*WHAT THE EXERCISE ASKS*: Gather every line below that contains the string "fence" and copy each one in full, treating case as significant.

*INPUT RECORDS*:
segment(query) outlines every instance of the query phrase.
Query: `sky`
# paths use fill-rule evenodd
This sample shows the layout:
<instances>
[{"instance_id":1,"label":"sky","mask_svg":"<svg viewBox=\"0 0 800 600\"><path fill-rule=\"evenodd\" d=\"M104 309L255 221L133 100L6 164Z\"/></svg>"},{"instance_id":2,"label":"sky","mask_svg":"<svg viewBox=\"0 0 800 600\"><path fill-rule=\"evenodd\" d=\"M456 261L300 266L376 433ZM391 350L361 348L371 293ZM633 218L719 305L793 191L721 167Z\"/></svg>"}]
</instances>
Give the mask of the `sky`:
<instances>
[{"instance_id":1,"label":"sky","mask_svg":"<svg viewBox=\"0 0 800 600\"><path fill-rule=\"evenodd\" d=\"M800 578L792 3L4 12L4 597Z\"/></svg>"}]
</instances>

...

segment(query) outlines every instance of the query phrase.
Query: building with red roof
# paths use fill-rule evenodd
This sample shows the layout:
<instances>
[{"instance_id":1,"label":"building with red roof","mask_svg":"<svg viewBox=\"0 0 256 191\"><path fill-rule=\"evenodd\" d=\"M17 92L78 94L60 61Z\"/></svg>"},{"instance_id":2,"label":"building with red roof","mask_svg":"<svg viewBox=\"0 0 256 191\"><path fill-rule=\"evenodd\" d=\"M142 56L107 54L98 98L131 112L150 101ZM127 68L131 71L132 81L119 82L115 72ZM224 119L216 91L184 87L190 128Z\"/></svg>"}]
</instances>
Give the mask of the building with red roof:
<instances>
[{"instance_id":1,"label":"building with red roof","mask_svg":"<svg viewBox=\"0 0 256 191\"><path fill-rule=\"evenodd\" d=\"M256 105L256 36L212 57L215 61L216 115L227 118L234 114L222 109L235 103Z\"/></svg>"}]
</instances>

==

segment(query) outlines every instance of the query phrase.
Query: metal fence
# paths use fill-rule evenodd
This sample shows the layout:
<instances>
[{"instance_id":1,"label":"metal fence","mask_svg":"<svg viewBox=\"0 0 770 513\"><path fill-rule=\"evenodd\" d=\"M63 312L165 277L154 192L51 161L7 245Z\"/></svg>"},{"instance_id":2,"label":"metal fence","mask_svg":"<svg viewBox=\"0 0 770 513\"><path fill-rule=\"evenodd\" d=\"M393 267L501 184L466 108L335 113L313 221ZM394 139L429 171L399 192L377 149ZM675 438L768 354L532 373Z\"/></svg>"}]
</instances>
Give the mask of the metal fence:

*TASK SOLUTION*:
Query: metal fence
[{"instance_id":1,"label":"metal fence","mask_svg":"<svg viewBox=\"0 0 770 513\"><path fill-rule=\"evenodd\" d=\"M63 312L165 277L154 192L51 161L7 245Z\"/></svg>"},{"instance_id":2,"label":"metal fence","mask_svg":"<svg viewBox=\"0 0 770 513\"><path fill-rule=\"evenodd\" d=\"M393 267L501 184L466 108L335 113L313 221ZM394 139L429 171L399 192L377 149ZM675 438L768 354L532 373Z\"/></svg>"}]
Give the mask of the metal fence:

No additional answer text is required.